Requirements ▸
Find the line that contains "pixel 459 50." and print it and every line after it, exactly, please.

Provided information ▸
┌──

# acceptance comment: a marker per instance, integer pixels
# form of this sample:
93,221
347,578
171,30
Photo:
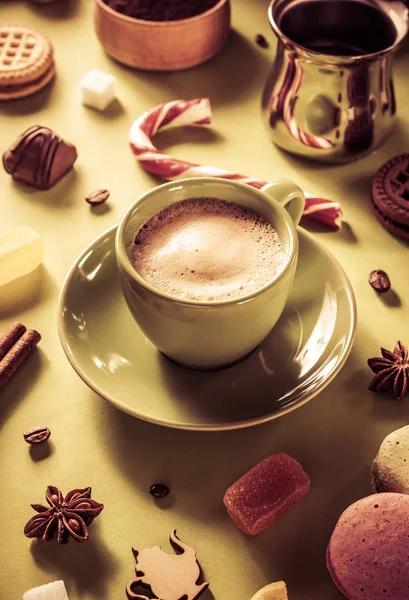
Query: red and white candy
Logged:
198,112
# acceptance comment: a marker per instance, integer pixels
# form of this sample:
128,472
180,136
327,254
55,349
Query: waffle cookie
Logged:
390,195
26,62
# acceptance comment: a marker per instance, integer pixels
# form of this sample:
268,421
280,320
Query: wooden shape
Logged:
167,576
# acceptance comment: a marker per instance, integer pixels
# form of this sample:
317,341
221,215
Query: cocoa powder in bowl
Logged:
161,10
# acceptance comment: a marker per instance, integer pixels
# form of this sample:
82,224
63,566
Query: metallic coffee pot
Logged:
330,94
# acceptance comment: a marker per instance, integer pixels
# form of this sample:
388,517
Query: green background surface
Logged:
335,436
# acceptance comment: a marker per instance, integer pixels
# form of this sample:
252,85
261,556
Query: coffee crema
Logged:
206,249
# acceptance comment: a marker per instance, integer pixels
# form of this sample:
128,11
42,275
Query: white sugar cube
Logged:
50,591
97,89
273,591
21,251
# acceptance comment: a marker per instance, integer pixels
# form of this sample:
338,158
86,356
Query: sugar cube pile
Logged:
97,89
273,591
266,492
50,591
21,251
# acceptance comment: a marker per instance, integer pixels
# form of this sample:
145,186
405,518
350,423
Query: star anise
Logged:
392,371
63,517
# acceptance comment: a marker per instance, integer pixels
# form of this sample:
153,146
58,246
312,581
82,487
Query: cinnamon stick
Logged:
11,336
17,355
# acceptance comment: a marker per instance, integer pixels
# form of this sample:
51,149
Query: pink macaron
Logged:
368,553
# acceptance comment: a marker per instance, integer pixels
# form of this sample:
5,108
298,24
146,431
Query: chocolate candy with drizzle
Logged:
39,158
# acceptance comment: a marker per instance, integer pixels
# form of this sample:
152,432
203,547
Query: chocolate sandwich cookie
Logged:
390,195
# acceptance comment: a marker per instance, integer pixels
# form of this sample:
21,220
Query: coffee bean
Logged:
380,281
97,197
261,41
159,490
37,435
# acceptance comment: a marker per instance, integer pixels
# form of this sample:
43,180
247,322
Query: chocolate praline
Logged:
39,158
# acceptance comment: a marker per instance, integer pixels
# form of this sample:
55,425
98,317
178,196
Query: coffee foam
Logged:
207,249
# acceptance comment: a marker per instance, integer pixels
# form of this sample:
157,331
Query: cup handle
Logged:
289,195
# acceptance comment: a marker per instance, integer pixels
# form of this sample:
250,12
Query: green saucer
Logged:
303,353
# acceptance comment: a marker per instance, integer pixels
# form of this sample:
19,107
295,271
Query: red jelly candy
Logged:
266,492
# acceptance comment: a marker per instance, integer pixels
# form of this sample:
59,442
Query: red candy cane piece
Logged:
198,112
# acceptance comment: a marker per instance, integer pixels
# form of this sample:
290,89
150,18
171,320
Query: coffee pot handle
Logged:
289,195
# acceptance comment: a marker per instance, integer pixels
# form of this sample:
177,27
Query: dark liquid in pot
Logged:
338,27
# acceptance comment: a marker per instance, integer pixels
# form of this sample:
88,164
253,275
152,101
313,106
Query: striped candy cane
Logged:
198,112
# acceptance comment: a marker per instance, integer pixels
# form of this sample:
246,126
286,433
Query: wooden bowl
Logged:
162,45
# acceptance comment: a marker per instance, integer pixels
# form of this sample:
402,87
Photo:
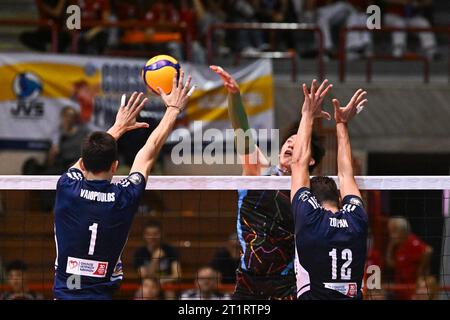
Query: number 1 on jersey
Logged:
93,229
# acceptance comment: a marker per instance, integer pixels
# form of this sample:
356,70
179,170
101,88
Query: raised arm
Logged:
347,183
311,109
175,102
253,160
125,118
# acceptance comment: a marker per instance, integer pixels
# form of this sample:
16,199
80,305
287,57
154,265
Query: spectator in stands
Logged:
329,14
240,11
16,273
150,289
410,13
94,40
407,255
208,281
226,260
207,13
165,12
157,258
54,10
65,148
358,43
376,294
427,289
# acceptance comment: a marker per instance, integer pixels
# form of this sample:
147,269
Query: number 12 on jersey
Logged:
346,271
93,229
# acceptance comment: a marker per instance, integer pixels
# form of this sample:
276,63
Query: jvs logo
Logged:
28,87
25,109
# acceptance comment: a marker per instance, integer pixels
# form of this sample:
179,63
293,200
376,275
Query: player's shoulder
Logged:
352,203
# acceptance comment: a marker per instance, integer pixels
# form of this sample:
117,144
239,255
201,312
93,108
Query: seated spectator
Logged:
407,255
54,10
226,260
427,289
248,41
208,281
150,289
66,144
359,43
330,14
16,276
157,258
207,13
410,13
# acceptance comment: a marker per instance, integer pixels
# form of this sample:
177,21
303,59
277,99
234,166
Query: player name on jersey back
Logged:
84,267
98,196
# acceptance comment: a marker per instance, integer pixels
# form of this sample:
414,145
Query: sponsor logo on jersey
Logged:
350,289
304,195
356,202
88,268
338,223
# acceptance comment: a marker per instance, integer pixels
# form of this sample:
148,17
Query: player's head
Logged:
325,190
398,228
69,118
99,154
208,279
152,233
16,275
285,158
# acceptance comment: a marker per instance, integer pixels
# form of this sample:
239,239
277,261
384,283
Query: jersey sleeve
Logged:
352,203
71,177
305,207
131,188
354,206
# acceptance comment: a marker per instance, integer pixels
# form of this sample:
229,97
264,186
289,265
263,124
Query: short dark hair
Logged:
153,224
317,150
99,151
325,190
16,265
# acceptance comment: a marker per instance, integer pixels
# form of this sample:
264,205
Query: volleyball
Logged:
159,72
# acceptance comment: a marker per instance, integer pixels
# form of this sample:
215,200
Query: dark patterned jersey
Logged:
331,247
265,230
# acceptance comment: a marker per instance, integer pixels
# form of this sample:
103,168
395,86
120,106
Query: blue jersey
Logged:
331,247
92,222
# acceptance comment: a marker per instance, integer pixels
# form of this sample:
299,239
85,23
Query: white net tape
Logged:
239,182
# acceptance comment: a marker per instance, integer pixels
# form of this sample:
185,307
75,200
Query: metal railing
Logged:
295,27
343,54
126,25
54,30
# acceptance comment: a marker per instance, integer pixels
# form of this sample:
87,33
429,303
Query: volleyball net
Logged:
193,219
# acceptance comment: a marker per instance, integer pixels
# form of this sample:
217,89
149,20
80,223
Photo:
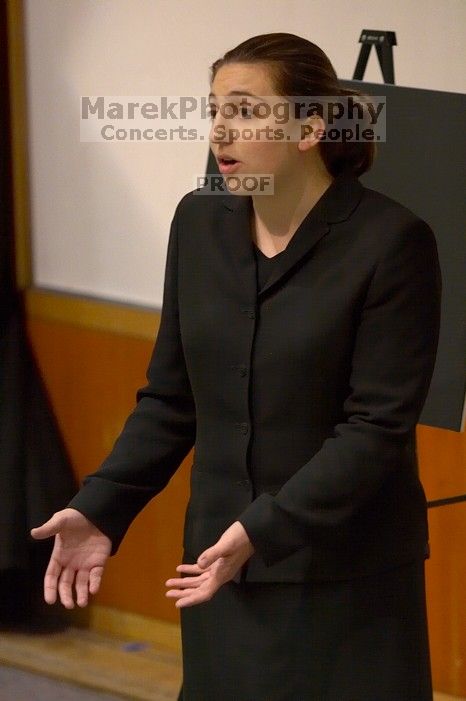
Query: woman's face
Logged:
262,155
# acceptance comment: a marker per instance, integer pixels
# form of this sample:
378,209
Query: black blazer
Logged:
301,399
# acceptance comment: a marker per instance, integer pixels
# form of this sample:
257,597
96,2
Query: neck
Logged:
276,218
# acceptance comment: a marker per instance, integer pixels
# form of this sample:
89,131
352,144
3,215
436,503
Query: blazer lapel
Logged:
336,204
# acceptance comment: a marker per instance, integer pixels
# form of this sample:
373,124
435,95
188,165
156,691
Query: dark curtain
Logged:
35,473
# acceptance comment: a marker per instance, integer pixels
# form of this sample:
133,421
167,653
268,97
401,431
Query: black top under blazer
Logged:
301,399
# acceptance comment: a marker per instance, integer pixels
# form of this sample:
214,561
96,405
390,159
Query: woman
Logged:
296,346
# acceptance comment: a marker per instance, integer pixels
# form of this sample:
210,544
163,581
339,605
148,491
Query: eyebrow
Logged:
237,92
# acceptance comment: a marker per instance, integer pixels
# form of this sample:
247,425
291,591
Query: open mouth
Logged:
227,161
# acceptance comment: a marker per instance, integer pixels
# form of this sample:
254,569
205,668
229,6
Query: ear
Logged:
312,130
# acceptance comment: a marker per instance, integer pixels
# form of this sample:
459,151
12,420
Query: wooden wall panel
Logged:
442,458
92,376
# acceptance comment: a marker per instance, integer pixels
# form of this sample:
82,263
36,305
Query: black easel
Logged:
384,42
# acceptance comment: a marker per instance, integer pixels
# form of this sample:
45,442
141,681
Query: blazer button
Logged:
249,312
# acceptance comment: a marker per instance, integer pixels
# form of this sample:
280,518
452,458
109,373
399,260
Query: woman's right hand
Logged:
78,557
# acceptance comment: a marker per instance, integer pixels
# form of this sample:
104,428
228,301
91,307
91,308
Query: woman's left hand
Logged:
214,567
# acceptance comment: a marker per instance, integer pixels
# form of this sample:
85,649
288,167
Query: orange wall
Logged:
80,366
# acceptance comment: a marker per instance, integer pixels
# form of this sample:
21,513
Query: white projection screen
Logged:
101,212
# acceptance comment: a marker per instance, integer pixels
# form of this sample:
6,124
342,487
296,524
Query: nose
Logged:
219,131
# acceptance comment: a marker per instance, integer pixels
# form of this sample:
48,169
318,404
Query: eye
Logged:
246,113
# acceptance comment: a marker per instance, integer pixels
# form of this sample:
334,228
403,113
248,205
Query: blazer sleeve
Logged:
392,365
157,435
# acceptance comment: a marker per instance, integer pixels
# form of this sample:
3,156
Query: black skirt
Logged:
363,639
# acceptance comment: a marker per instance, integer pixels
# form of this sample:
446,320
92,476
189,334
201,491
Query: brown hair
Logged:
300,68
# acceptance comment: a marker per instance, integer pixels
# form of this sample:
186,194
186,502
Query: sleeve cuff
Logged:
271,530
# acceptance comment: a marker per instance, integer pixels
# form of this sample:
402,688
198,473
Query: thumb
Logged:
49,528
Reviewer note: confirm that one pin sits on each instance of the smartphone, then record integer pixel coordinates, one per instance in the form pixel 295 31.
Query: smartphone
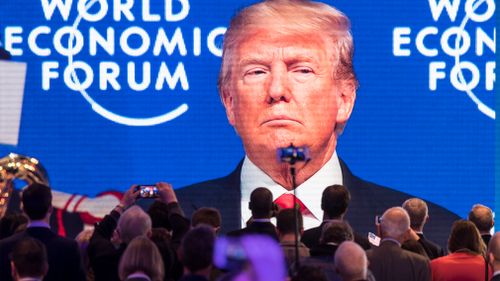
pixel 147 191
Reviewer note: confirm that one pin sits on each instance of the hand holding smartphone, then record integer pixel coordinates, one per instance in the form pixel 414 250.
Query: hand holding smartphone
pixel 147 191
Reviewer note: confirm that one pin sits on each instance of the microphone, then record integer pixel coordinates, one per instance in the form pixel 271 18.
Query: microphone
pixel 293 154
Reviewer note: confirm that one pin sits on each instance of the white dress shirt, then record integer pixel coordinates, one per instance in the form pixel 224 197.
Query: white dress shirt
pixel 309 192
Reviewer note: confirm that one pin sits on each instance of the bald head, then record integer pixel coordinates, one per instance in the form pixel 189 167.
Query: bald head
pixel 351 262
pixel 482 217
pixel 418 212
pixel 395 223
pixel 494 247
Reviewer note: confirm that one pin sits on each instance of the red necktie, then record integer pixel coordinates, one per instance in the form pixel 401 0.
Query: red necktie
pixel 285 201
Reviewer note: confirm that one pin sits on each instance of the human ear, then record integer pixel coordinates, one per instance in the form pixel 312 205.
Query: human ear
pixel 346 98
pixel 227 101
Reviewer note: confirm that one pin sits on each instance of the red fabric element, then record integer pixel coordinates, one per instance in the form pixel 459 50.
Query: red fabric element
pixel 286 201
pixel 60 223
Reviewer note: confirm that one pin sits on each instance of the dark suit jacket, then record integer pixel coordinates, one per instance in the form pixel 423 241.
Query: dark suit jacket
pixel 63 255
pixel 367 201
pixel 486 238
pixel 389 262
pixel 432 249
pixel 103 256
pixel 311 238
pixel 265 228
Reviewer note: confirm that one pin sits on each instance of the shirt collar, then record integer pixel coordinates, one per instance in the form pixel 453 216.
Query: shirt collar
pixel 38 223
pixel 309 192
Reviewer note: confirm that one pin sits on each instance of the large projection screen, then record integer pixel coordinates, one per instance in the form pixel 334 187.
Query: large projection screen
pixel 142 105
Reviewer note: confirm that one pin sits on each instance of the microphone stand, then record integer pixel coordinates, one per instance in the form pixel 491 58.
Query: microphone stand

└──

Exercise solution ▸
Reviewer note: confirm that one pin sits on each instance of the red fabric element, then record integer pixel coordinates, one per instance in the form pixel 459 50.
Query: red fabric element
pixel 286 201
pixel 60 223
Reviewer note: confirm that one pin sits on each instance of the dark suit jacket, then record integer pixel coordinates, one per instance in the form pixel 423 241.
Query: dark suit jacket
pixel 63 255
pixel 367 201
pixel 486 238
pixel 389 262
pixel 432 249
pixel 103 256
pixel 311 238
pixel 265 228
Reviewer note: confirm that one pin sits on each instance of the shirt collar, then record integer pixel coordinates, one per instance in the form pixel 453 216.
Query: shirt collar
pixel 38 223
pixel 309 192
Reviewer note: confirm that one pin sits on each instance of the large projection screen, then record integer pixel coordinates, one per instance in the form pixel 334 187.
Query: large projection screen
pixel 142 105
Reviewer note: confirm that one pin sits on each instance of the microphone stand, then record integer pixel coordinates, one per instance in the form pixel 491 58.
Query: microphone stand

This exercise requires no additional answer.